- _TASK DATA_
● ● ●

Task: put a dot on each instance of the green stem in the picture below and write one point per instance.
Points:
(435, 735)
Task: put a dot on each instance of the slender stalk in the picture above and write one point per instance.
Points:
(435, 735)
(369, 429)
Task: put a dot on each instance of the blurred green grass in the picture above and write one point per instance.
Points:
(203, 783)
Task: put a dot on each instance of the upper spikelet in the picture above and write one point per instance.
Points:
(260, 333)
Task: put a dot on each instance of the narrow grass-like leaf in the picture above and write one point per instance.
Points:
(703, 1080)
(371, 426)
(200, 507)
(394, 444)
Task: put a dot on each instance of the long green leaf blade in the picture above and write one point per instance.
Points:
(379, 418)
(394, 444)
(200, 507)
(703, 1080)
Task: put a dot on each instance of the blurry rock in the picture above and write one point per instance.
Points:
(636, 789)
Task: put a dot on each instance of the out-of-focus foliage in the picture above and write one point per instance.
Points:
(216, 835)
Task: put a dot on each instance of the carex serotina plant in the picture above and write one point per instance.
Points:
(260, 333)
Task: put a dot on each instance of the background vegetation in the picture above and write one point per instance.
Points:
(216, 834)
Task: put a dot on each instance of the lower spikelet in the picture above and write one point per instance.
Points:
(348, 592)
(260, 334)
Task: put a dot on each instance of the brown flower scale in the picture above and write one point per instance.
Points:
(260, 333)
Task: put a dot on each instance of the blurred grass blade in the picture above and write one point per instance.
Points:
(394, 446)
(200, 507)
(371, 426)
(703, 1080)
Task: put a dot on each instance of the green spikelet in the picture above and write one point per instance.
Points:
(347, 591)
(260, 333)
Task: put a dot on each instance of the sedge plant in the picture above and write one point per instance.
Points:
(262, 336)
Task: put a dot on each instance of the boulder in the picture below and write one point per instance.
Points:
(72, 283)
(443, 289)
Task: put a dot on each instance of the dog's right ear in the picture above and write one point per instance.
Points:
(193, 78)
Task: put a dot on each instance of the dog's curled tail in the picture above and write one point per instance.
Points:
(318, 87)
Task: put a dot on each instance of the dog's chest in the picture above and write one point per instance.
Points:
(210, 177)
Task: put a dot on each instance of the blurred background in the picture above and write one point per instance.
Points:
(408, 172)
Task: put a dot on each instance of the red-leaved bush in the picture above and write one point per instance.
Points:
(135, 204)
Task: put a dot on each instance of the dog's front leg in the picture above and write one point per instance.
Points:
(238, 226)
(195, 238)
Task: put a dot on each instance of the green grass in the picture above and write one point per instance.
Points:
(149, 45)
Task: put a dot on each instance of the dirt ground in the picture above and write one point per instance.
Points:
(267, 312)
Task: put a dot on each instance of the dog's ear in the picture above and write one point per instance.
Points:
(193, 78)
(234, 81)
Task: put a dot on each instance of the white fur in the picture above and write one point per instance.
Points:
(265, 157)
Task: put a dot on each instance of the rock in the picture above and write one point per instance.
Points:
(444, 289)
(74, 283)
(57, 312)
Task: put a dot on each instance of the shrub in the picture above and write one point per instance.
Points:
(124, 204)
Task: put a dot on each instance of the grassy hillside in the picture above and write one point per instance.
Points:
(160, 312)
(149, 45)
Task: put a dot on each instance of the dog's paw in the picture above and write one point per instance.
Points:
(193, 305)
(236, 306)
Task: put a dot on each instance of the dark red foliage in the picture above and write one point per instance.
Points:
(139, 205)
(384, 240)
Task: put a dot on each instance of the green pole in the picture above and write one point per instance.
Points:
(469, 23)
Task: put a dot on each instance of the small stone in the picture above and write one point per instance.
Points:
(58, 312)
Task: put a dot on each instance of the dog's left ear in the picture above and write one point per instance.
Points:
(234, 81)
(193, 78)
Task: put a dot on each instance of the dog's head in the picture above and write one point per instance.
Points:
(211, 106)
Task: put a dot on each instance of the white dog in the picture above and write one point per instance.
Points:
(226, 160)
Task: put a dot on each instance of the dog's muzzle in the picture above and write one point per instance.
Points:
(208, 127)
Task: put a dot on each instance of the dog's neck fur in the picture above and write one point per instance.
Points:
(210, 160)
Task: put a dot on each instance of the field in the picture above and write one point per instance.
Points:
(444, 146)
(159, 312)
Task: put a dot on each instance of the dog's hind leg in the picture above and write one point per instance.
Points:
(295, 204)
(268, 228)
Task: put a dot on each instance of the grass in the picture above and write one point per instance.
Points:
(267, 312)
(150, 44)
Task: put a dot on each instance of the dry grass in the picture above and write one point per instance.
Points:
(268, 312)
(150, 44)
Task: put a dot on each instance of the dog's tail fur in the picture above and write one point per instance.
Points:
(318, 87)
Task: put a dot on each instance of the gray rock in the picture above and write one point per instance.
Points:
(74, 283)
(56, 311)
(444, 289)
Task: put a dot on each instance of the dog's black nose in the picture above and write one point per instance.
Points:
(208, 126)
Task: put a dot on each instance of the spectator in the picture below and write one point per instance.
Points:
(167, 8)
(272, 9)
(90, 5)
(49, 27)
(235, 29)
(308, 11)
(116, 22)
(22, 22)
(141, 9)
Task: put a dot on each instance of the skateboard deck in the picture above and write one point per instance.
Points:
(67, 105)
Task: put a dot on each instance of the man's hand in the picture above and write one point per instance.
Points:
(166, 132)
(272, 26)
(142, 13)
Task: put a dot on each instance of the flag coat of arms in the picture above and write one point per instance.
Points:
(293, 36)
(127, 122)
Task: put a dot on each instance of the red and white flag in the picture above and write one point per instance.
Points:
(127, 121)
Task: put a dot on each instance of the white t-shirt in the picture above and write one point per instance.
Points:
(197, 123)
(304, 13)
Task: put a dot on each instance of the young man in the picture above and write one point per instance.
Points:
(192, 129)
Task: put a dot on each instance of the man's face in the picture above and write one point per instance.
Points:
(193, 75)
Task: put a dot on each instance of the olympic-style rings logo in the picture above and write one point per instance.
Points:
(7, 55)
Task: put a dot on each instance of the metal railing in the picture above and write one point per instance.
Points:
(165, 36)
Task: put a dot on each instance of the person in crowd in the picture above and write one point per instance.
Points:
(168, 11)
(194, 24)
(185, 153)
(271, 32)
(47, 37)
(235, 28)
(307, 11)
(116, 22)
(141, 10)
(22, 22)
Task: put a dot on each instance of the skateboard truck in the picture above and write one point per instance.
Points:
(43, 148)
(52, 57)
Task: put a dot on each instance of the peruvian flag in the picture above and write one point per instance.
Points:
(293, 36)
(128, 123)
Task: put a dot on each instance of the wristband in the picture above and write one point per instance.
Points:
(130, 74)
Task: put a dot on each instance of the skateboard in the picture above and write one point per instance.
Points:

● ● ●

Only the lines from the one containing "Task: put a dot on each instance of the skateboard in" through the final line of the material should be printed, each word for word. Both of those lines count.

Task: put a dot on each instance of the skateboard in the picture above and write one point per instance.
Points:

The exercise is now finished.